Exercise task: Repeat the lines word for word, starting with the line containing "Somewhere in the image above there should be the bread" and continuing through the line containing "[157,143,209,218]", with both of those lines included.

Image records on named regions:
★ ★ ★

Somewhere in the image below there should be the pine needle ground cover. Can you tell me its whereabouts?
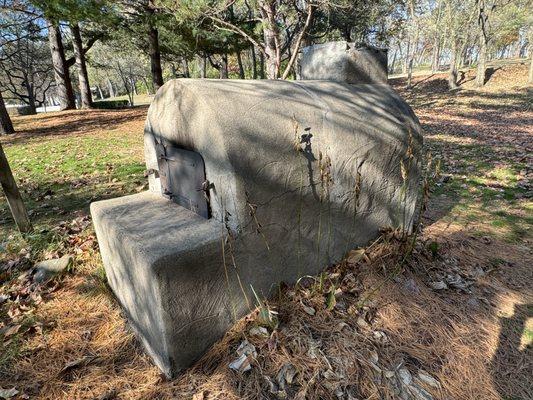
[0,65,533,400]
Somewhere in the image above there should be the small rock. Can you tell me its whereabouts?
[357,317,370,329]
[429,281,448,290]
[398,368,413,385]
[408,384,433,400]
[417,369,442,389]
[33,255,72,283]
[0,388,19,399]
[370,350,379,364]
[372,331,387,342]
[229,354,252,372]
[276,363,296,390]
[229,340,257,372]
[384,370,396,379]
[403,278,420,294]
[335,322,350,332]
[302,303,316,315]
[250,326,269,337]
[237,340,257,357]
[324,369,339,381]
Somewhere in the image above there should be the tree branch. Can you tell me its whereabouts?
[281,3,314,79]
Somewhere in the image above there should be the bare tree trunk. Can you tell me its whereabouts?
[407,57,414,89]
[148,25,163,92]
[389,48,398,74]
[181,57,191,78]
[96,85,104,99]
[259,0,281,79]
[448,37,459,90]
[527,45,533,83]
[48,21,76,110]
[200,53,207,79]
[237,51,246,79]
[250,45,257,79]
[431,1,442,72]
[141,76,152,95]
[107,77,115,97]
[259,52,265,79]
[475,0,488,87]
[0,92,15,135]
[402,36,411,74]
[476,37,487,87]
[218,54,228,79]
[0,143,32,233]
[70,23,93,108]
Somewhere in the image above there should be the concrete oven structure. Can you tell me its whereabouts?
[91,42,422,376]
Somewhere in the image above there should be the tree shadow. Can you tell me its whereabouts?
[484,66,502,84]
[490,303,533,400]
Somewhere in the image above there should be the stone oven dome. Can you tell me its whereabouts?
[91,61,422,376]
[145,79,422,234]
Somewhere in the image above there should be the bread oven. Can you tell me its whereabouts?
[91,42,422,376]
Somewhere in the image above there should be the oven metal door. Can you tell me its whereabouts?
[157,143,209,218]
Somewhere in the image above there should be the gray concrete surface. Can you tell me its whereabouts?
[300,41,387,83]
[91,192,233,376]
[91,47,422,376]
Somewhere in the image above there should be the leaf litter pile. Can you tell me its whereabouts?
[0,63,533,400]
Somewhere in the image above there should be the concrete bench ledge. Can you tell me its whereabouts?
[91,192,232,376]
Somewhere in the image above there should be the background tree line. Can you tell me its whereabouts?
[0,0,533,132]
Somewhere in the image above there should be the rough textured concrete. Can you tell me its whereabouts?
[300,41,387,83]
[91,49,422,376]
[91,192,233,376]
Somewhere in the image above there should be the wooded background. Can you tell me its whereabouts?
[0,0,533,126]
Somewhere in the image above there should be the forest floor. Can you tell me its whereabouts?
[0,64,533,400]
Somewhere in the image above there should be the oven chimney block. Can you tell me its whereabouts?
[300,41,387,84]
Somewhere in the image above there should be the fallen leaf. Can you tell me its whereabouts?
[0,388,19,400]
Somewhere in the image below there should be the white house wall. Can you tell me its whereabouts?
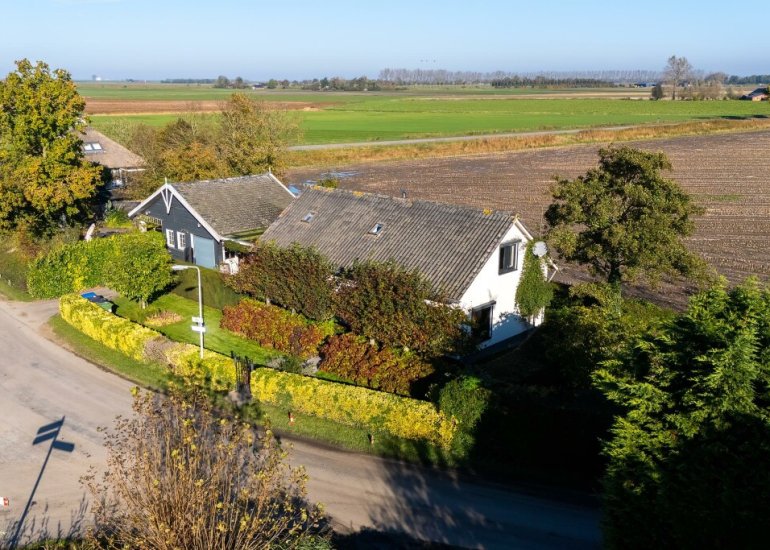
[460,224,531,347]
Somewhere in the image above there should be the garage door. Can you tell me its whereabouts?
[193,235,216,268]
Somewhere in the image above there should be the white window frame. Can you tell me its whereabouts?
[498,241,521,275]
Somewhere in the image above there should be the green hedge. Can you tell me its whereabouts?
[59,295,457,449]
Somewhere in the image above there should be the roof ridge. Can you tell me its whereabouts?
[308,185,518,218]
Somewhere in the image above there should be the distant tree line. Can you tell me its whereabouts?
[160,78,216,84]
[212,75,249,90]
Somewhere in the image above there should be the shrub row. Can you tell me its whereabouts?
[59,295,457,449]
[220,299,334,359]
[226,243,334,321]
[225,243,467,356]
[27,232,172,300]
[319,333,433,395]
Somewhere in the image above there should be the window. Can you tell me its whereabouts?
[499,241,521,273]
[471,302,495,341]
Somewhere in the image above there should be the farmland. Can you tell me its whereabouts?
[286,131,770,299]
[81,84,768,144]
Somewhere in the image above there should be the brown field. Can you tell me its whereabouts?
[286,131,770,303]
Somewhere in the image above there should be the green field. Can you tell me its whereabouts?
[84,85,770,144]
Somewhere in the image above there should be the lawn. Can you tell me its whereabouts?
[113,294,283,365]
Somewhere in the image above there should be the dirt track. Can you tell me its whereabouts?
[286,131,770,304]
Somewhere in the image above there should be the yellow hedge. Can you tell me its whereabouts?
[59,294,162,361]
[59,294,456,448]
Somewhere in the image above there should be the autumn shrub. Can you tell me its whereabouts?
[27,232,172,300]
[335,262,466,356]
[221,299,333,359]
[438,376,492,457]
[59,294,456,449]
[84,390,322,550]
[225,243,333,321]
[318,333,433,395]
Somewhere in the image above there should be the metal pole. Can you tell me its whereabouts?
[200,266,205,359]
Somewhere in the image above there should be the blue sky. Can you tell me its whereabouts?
[0,0,770,80]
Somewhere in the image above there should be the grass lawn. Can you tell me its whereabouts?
[113,294,283,365]
[48,308,452,465]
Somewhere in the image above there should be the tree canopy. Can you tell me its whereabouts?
[595,280,770,548]
[0,59,101,234]
[545,147,702,294]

★ ★ ★

Output of the task:
Somewhere in the image above there should be the bread oven. Can you tell me its whereabouts?
[91,42,422,376]
Somewhere in the image above there should be the oven metal door. Can you tell me its whereabouts?
[157,143,209,218]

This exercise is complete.